What the exercise asks: Recast every one of the entries below as a JSON list of strings, with one string per line and blank lines omitted.

Data in this exercise:
**********
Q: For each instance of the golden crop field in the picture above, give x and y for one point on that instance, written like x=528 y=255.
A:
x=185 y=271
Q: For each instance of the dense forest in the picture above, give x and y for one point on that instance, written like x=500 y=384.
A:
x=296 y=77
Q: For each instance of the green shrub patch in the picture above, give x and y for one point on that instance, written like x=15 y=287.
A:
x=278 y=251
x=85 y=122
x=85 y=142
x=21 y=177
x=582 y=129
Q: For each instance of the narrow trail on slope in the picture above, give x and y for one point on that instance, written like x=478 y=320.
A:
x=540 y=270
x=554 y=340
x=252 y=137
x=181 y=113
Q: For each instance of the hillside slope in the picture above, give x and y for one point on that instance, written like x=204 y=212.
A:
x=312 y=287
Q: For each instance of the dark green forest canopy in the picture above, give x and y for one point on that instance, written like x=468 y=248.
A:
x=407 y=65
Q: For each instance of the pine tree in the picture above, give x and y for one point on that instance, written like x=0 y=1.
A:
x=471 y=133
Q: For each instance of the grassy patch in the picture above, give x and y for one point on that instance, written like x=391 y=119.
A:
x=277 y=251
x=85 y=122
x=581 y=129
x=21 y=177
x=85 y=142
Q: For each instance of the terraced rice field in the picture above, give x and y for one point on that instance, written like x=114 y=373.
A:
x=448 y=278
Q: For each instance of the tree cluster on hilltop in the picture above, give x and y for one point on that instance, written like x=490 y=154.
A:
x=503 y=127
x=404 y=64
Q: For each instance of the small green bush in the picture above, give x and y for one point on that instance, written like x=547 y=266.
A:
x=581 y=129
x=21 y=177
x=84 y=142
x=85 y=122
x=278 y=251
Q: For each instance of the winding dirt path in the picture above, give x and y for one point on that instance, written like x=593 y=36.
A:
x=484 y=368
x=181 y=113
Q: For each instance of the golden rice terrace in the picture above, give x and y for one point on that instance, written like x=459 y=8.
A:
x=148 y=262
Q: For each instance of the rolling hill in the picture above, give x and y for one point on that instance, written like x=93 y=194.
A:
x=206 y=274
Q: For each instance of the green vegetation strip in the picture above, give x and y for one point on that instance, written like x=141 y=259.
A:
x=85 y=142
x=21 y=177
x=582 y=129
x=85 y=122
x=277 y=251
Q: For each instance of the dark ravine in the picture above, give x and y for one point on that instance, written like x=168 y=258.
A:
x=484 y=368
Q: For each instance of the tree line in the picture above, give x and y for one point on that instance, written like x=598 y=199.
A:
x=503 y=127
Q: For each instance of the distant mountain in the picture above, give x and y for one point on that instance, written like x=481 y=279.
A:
**********
Correct response:
[
  "Q: For each instance of the golden crop field in the picture above, give x and y for one point on that instance, written like x=528 y=255.",
  "A:",
  "x=185 y=271",
  "Q: For each instance of the dense forest in the picture above, give x and y for one point on that instance, written like x=500 y=384.",
  "A:",
  "x=296 y=77",
  "Q: For each instance of the green shrub patch in the picture above, give x and y for one point on that instance, written like x=15 y=287.",
  "A:",
  "x=278 y=251",
  "x=85 y=122",
  "x=85 y=142",
  "x=21 y=177",
  "x=582 y=129",
  "Q: For each instance of the narrow trail on slope in the picture above, give x and y for one point on that instance, written like x=478 y=320.",
  "A:",
  "x=540 y=270",
  "x=554 y=340",
  "x=252 y=137",
  "x=181 y=113",
  "Q: For each instance of the hillside slope in the picture above, give x and y for one point on that instance, written like x=204 y=212.",
  "A:",
  "x=312 y=287",
  "Q: For each instance of the dark green forest canopy in the picture above, give x and y for one point on that instance, written like x=468 y=248.",
  "A:",
  "x=407 y=65",
  "Q: For each instance of the pine tree in the picture above, give x and y for one point on that instance, written like x=0 y=1.",
  "A:",
  "x=471 y=133",
  "Q: For each instance of the grassy patch in the picture above, give x and y for one point on that instance, written like x=391 y=119.",
  "A:",
  "x=277 y=251",
  "x=85 y=122",
  "x=581 y=129",
  "x=21 y=177",
  "x=85 y=142",
  "Q: For each instance of the terraced rice field in the picture above, give x and y for one point on that instance, written like x=114 y=373.",
  "A:",
  "x=448 y=278",
  "Q: For each instance of the tree cluster on hilltop in the picture above, give x and y for one point on that instance, written like x=490 y=154.",
  "A:",
  "x=503 y=127",
  "x=404 y=64",
  "Q: For each instance of the small green bush in the picture above, give x and y for one point on that instance, written like x=547 y=266.",
  "A:",
  "x=581 y=129",
  "x=21 y=177",
  "x=84 y=142",
  "x=85 y=122",
  "x=278 y=251",
  "Q: For each instance of the winding dirt path in the picture above, give x and y for one point on that instance, written like x=593 y=36.",
  "A:",
  "x=484 y=368",
  "x=181 y=113",
  "Q: For each instance of the golden rice terrace in the picture above, give x and y for one point on that instance, written like x=459 y=8.",
  "A:",
  "x=148 y=262",
  "Q: For each instance of the rolling hill in the picture above, give x and y for one point on that instance, written like x=93 y=194.",
  "A:",
  "x=206 y=274",
  "Q: For each instance of the green vegetation strip in the picture above, give x and y for one point on that instance, written like x=141 y=259.",
  "A:",
  "x=85 y=142",
  "x=21 y=177",
  "x=582 y=129",
  "x=85 y=122",
  "x=277 y=251",
  "Q: For each instance of the dark ravine in the picture above, give x and y for one point on that instance, written like x=168 y=258.",
  "A:",
  "x=484 y=368",
  "Q: For each instance of the tree line in the picture above, give x and y for one point on that instance, written like x=598 y=199.",
  "A:",
  "x=503 y=127",
  "Q: For each instance of the distant mountain in the picture above, give x and y for one point on that instance, written like x=481 y=279.",
  "A:"
]